→ **WRITTEN TASK**
Repeat the listing below line for line, in the same order and with no changes.

=====

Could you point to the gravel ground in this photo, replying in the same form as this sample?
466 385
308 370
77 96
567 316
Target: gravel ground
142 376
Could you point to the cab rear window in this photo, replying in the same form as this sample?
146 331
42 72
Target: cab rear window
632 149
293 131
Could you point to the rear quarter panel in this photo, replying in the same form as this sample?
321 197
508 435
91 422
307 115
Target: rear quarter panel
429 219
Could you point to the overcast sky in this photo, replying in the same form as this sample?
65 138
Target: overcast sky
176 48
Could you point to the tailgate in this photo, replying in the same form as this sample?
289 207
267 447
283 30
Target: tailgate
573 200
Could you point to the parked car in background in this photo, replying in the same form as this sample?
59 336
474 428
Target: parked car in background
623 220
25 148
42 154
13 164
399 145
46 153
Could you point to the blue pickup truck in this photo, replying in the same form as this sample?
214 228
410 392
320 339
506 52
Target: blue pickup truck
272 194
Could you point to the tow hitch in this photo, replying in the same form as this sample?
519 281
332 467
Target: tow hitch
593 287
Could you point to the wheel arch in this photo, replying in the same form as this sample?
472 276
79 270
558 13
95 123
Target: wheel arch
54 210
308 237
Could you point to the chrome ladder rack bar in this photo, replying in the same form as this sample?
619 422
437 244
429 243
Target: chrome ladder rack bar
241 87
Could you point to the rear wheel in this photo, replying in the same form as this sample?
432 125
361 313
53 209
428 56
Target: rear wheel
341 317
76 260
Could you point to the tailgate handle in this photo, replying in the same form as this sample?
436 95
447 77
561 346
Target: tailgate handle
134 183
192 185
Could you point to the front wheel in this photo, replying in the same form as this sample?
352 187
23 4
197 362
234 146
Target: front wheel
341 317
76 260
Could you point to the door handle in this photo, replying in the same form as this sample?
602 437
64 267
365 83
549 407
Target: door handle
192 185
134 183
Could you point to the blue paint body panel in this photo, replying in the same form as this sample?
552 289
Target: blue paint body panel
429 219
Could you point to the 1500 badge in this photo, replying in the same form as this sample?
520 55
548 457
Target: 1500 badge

=====

→ **OUTPUT BELOW**
Could you point to the gravel ground in this photo, replying in the same form as this sample?
466 385
308 370
77 96
567 316
Target: gravel ground
142 376
Could you point to the cab rear window in this photo, replying in the same form as this sample?
146 331
42 72
Target: cab rear window
632 149
293 131
Could you point to the rear quarter panel in this photo, replying in the same form as this sample?
321 197
508 435
91 422
307 115
Target: rear quarter panel
429 219
Could you point to the overcast sky in this photo, replying in the same form as this sample?
65 138
Target: overcast sky
176 48
Could you point to the tailgate in this photo, replying in the same form as this sample?
289 207
267 447
283 30
Target: tailgate
573 200
Could you point to the parked car in background in this photo, replying in the same form as this sample?
59 336
474 428
Target: parked car in background
623 220
25 148
42 154
13 164
399 145
46 153
Could you point to the blue pickup truck in this photo, replying in the same form as this sample?
214 228
410 392
320 339
506 52
Target: blue pickup truck
272 194
Could you point to the tow hitch in this photo, replying in the same form as this sample?
519 281
332 467
Target: tow hitch
593 287
Could you point to the wheel arch in this photo, replying in the same form as this sample?
472 276
79 270
558 13
95 123
Target: wheel arch
54 210
308 237
Could you point to the chrome ladder rack bar in this photo, replying in the same form as this sample?
619 422
437 244
429 243
Target: chrome ladder rack bar
241 87
Could you point to the rear wheel in this photo, replying in the same form as this sample?
432 125
361 313
53 209
428 56
Target: rear wheel
341 317
76 260
Could you point to the tailgate handle in this photo, replying in the same form as this sample?
436 95
447 77
561 346
Target: tailgate handle
134 183
192 185
Could you point to the front wheel in this photo, replying in the same form as this sample?
352 187
23 4
197 362
234 146
Target: front wheel
341 317
76 260
Could you point to the door handle in this photo, replying in the same form as this sample?
602 437
64 267
365 83
549 407
Target: door handle
192 185
134 183
Could you point to the blue paint body panel in this photo, replying in the same form as this sample?
552 289
Target: blue paint body panel
429 219
Could you point to the 1500 badge in this photo, replying in the same form as this sample?
520 55
548 457
Target: 1500 badge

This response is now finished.